§ RECORD EXTRACTS
━━━━━━━━━━━━━━━━

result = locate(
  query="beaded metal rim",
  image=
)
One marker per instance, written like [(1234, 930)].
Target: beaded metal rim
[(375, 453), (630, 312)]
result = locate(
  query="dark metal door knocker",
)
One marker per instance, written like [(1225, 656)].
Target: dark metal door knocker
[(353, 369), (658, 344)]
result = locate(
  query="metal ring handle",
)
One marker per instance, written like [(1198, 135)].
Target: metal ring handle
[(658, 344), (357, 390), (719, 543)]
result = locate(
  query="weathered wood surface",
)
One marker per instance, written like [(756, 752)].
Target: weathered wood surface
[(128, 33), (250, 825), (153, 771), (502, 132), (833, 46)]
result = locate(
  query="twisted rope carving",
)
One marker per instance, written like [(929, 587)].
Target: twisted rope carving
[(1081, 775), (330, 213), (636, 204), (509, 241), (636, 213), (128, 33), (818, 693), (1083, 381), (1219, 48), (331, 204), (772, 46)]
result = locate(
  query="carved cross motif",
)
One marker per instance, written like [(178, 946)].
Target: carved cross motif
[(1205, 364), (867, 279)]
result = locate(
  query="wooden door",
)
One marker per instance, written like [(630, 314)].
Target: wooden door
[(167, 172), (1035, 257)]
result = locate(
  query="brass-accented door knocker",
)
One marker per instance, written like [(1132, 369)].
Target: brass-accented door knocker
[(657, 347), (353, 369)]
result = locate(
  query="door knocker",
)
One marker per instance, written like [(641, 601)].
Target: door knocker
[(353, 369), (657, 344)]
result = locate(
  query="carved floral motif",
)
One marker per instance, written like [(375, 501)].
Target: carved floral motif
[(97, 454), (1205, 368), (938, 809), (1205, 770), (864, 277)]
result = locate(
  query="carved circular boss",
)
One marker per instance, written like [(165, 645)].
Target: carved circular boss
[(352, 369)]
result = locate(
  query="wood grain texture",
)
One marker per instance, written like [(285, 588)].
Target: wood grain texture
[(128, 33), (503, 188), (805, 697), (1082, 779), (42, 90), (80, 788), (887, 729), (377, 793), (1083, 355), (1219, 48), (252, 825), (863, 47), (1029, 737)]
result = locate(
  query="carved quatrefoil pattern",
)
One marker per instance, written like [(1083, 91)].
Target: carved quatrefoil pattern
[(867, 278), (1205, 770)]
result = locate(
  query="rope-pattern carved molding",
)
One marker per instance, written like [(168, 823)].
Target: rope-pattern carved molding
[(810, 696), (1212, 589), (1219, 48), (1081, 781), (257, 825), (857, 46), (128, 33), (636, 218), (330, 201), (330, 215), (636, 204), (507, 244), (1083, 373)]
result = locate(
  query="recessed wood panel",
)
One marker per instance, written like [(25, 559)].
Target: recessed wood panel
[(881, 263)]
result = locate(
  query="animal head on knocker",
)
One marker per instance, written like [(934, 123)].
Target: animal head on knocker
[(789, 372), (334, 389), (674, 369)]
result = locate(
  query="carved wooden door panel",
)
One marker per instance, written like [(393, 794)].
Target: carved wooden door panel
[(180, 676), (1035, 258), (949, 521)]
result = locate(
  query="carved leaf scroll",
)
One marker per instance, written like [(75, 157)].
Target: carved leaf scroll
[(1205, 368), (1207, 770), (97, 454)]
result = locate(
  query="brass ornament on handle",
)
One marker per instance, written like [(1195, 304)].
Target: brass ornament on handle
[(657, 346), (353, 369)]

━━━━━━━━━━━━━━━━

§ EXERCISE OBJECTIVE
Show each line of the records that contains the word "texture".

§ EXERCISE RESPONSE
  query="wood grain texture",
Target: wood grain texture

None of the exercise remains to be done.